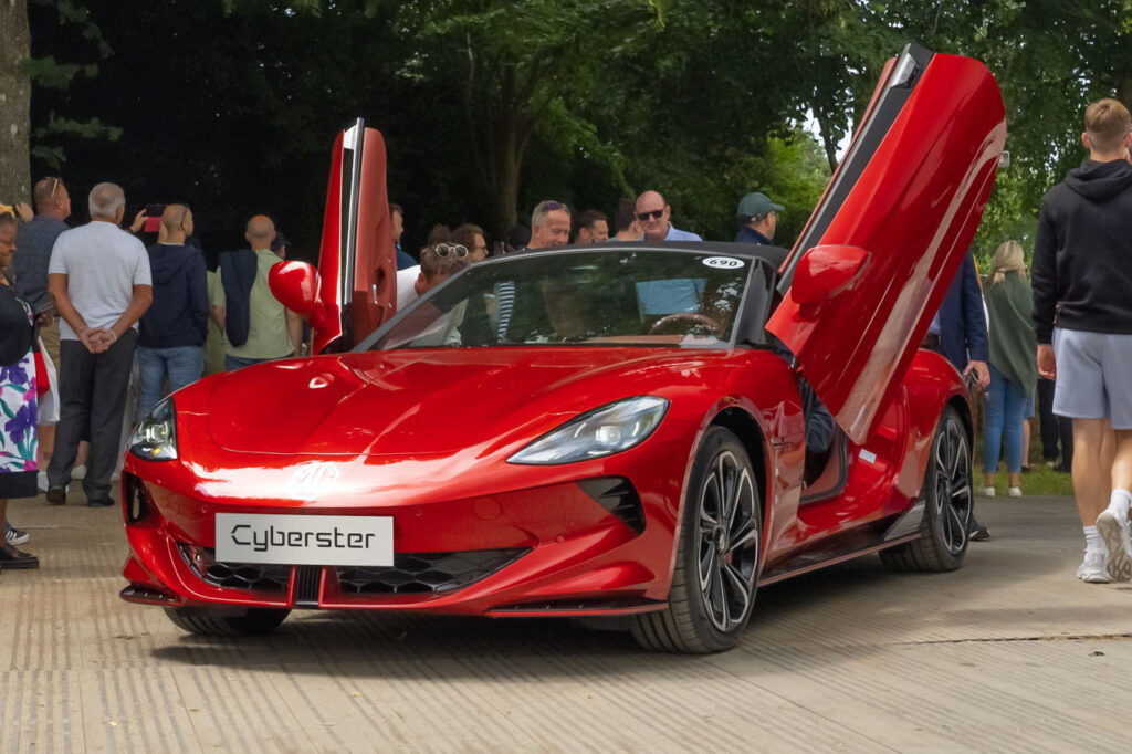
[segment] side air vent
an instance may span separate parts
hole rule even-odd
[[[601,507],[624,521],[635,533],[644,531],[644,508],[641,506],[641,497],[628,479],[598,477],[580,481],[577,486]]]
[[[151,503],[149,494],[145,490],[145,485],[134,474],[126,474],[126,520],[129,523],[139,523],[149,517]]]

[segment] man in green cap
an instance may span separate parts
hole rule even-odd
[[[774,243],[774,229],[778,226],[778,213],[784,207],[774,204],[765,194],[755,191],[739,199],[739,233],[736,243]]]

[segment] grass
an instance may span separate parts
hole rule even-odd
[[[1036,425],[1035,425],[1036,428]],[[983,434],[975,437],[975,486],[983,486]],[[1067,473],[1054,471],[1041,460],[1041,443],[1030,440],[1029,461],[1024,464],[1030,468],[1029,473],[1023,473],[1021,478],[1022,495],[1073,495],[1073,481]],[[996,496],[1005,496],[1010,486],[1010,474],[1006,472],[1005,461],[1000,461],[998,471],[995,473],[994,488]]]

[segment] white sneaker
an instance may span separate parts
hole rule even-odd
[[[1129,520],[1112,511],[1097,516],[1097,533],[1108,548],[1108,575],[1115,581],[1132,581],[1132,542],[1129,541]]]
[[[1077,567],[1077,577],[1087,584],[1107,584],[1110,580],[1105,572],[1108,554],[1101,550],[1086,551],[1084,560]]]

______

> _Exercise requirements_
Render the listing as a numbered list, leaving out the blank lines and the pictures.

> _The response_
1. [segment] side air vent
2. an instance may span separate parts
3. hole rule even-odd
4. [[[601,507],[624,521],[635,533],[644,531],[644,508],[641,506],[641,497],[628,479],[598,477],[580,481],[577,486]]]
5. [[[151,503],[149,494],[145,490],[145,485],[134,474],[126,474],[126,520],[129,523],[139,523],[149,517]]]
6. [segment] man in green cap
7. an instance may span separate parts
8. hole rule even-odd
9. [[[774,243],[774,229],[778,226],[778,213],[784,207],[774,204],[765,194],[755,191],[739,199],[739,233],[736,243]]]
10. [segment] grass
11. an instance may span separate parts
12. hole rule even-odd
13. [[[1036,425],[1035,425],[1036,428]],[[983,434],[975,437],[975,486],[983,486]],[[1067,473],[1054,471],[1041,460],[1041,443],[1030,440],[1029,461],[1024,464],[1030,468],[1029,473],[1023,473],[1021,478],[1022,495],[1073,495],[1073,481]],[[996,496],[1005,496],[1010,486],[1010,474],[1006,472],[1005,461],[1000,461],[998,471],[995,473],[994,488]]]
14. [segment] white sneaker
15. an instance may span separate parts
16. hole rule even-odd
17. [[[1129,520],[1112,511],[1097,516],[1097,533],[1108,548],[1108,575],[1115,581],[1132,581],[1132,542],[1129,541]]]
18. [[[1077,567],[1077,577],[1087,584],[1107,584],[1110,580],[1105,572],[1108,554],[1101,550],[1086,551],[1084,560]]]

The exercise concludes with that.